■ **EXERCISE TASK**:
Put every line of the records below into a Markdown table with the columns Row and Line, numbering the rows and omitting blank lines. Leave the pictures out of the table.

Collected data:
= = = =
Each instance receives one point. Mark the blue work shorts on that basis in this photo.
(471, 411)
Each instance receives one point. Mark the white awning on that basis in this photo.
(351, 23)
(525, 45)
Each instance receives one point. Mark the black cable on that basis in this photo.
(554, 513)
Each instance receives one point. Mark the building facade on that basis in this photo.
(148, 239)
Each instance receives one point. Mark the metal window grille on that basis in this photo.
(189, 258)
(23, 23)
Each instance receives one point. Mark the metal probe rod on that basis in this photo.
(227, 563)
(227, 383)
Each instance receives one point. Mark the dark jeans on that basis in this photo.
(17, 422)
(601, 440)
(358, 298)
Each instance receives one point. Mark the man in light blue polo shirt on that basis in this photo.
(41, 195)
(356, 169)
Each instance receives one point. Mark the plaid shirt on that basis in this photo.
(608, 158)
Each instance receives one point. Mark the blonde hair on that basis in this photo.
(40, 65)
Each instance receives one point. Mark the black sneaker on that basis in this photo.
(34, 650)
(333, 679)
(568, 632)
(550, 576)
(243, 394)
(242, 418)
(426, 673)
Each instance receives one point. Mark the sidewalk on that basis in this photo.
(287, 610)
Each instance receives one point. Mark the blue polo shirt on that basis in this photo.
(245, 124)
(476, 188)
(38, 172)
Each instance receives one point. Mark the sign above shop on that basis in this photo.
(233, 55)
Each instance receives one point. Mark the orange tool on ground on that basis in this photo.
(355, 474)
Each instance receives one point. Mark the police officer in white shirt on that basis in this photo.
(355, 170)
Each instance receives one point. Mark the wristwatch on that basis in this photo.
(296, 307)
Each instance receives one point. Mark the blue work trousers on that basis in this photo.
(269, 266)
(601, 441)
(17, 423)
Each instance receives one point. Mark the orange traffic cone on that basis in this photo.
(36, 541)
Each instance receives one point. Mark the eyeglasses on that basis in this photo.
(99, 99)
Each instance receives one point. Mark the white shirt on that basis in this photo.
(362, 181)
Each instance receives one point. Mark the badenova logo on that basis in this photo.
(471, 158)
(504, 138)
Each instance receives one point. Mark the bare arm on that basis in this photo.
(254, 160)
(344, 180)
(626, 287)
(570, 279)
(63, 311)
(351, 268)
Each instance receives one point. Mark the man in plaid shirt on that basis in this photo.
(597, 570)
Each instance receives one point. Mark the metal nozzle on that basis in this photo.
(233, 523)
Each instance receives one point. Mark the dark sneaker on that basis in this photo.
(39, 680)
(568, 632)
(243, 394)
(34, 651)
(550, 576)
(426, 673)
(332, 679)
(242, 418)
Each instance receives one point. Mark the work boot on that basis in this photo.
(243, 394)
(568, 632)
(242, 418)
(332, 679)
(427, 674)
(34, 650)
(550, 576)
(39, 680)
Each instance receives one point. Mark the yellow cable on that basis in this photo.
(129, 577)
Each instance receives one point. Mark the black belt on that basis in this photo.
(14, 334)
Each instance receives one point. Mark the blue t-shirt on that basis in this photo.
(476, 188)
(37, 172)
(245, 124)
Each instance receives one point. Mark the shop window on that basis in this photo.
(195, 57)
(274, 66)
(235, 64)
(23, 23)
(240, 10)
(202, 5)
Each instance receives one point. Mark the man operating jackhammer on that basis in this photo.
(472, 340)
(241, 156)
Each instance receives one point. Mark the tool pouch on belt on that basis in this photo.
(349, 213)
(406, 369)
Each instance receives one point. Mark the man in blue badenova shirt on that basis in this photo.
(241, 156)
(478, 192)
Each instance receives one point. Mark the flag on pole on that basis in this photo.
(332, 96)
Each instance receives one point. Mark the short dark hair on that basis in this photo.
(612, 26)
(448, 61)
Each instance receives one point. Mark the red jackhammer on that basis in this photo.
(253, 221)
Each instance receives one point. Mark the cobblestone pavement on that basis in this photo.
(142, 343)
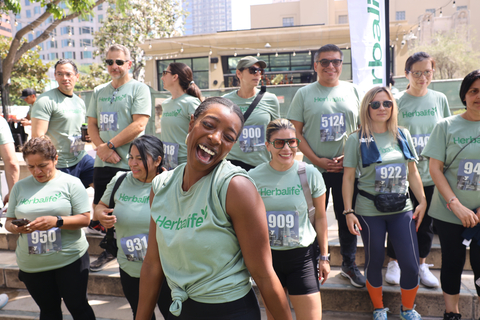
= = = =
■ **EXERCISE RESPONSE**:
| Row | Line |
|---|---|
| 1 | Each instance receives one point. Mark the blue work shorts on that basis in this photo. |
| 2 | (471, 411) |
| 3 | Each instance receives one point. Mark the white awning on that basis in this photo. |
| 4 | (351, 23) |
| 5 | (525, 45) |
| 6 | Each instance receives one point. Mark the black cable on that basis in this photo. |
| 7 | (554, 513) |
| 8 | Each instance receives one point. Mark the building facade on that basis in this photo. |
| 9 | (148, 239) |
| 10 | Each instance receives one point. Mark the metal window grille on that basis in this photo. |
| 11 | (189, 258) |
| 12 | (23, 23) |
| 13 | Each instance receives one point. Mark the metal probe rod on that basis in this photo. |
| 14 | (227, 563) |
| 15 | (227, 383) |
| 16 | Each instance receives one point. Mark the dark jeans on that basis in this photo. |
| 17 | (17, 422) |
| 18 | (601, 440) |
| 19 | (358, 298) |
| 20 | Each instance receives one point. Mark the man in light blue polo shirt on that basis in this photo. |
| 21 | (41, 195) |
| 22 | (356, 169) |
| 23 | Each instance receives one point. Mark the plaid shirt on that basis in this photo. |
| 24 | (608, 158) |
| 25 | Each instance receives one point. Mark the blonde hair on that basis in this photo. |
| 26 | (40, 65) |
| 27 | Each instance receives one point. Mark the black sneaker on that basis in this photo. |
| 28 | (34, 650) |
| 29 | (333, 679) |
| 30 | (568, 632) |
| 31 | (550, 576) |
| 32 | (243, 394) |
| 33 | (242, 418) |
| 34 | (426, 673) |
| 35 | Each instance receives one point. Mark the sidewalk on that basis in this photo. |
| 36 | (287, 610) |
| 37 | Each instance receives one point. Mark the blue polo shirt on that basis in this photo. |
| 38 | (245, 124) |
| 39 | (476, 188) |
| 40 | (38, 172) |
| 41 | Each instance receives one point. Mark the sign above shop on that basis in this photo. |
| 42 | (233, 55) |
| 43 | Each instance receives one point. Mark the orange tool on ground on that basis in this photo. |
| 44 | (355, 474) |
| 45 | Each instance receives one point. Mark the police officer in white shirt on that basis in this photo. |
| 46 | (355, 170) |
| 47 | Each instance receives one point. Mark the wristwatch on that basis in this photo. |
| 48 | (296, 307) |
| 49 | Each instance receives one point. Mark the blue work trousers on that basis in this photo. |
| 50 | (269, 266) |
| 51 | (601, 441) |
| 52 | (17, 423) |
| 53 | Each instance receives one point. Mark the orange traffic cone on that basis in this photo. |
| 54 | (36, 541) |
| 55 | Each instance receives one point. Mark the eyeglasses on that basis in this photo. |
| 56 | (99, 99) |
| 57 | Each instance receives one point. Mark the white shirt on that basis in this photo. |
| 58 | (362, 181) |
| 59 | Each instance receives one point. Mark the badenova logo on that basis in this photo. |
| 60 | (471, 158) |
| 61 | (504, 138) |
| 62 | Each instance receives one point. Mark the bare arm on that basis in this photo. |
| 63 | (254, 160) |
| 64 | (344, 180) |
| 65 | (626, 287) |
| 66 | (570, 279) |
| 67 | (63, 311) |
| 68 | (351, 268) |
| 69 | Each instance receives one point. Mark the man in plaid shirt on that basis in this photo. |
| 70 | (597, 570) |
| 71 | Each instance receives one point. Mark the metal nozzle on that basis in this photo. |
| 72 | (233, 523) |
| 73 | Each instance receives one point. Mark the dark sneaker on that basis in this photo. |
| 74 | (39, 680) |
| 75 | (568, 632) |
| 76 | (243, 394) |
| 77 | (34, 651) |
| 78 | (550, 576) |
| 79 | (426, 673) |
| 80 | (332, 679) |
| 81 | (242, 418) |
| 82 | Each instance receives one point. Mark the work boot on that basis in this photo. |
| 83 | (243, 394) |
| 84 | (568, 632) |
| 85 | (242, 418) |
| 86 | (332, 679) |
| 87 | (427, 674) |
| 88 | (34, 650) |
| 89 | (550, 576) |
| 90 | (39, 680) |
| 91 | Each instance receives one point. Mark the yellow cable on that basis in this photo. |
| 92 | (129, 577) |
| 93 | Each instance receives one point. Mark the black belt on that basis in this photo. |
| 94 | (14, 334) |
| 95 | Each instance receives one point. Mark the blue t-shirt on that basis in this photo. |
| 96 | (476, 188) |
| 97 | (37, 172) |
| 98 | (245, 124) |
| 99 | Each instance receives one point. Mark the shop window on that basis in this photo. |
| 100 | (195, 57) |
| 101 | (274, 66) |
| 102 | (235, 64) |
| 103 | (23, 23) |
| 104 | (240, 10) |
| 105 | (202, 5) |
| 106 | Each instance receives one point. Mark the man operating jackhammer on that basis in this photo. |
| 107 | (472, 340) |
| 108 | (241, 156) |
| 109 | Each instance receives one point. Mark the tool pouch on belt on that basis in this photo. |
| 110 | (349, 213) |
| 111 | (406, 369) |
| 112 | Each instance receives one point. Mark the man in blue badenova shirt on that basis in this photo. |
| 113 | (241, 156) |
| 114 | (478, 192) |
| 115 | Each instance receives one point. Mark the flag on pole on that basis in this photo. |
| 116 | (332, 96) |
| 117 | Each instance receives one point. Mark the short dark hair on that basis in this photo. |
| 118 | (612, 26) |
| 119 | (448, 61) |
| 120 | Each instance receives one point. Mark the red jackhammer on that basis in this photo. |
| 121 | (253, 221) |
| 122 | Each instance receives one point. Mark the cobblestone pavement on that basis in this photo. |
| 123 | (142, 343) |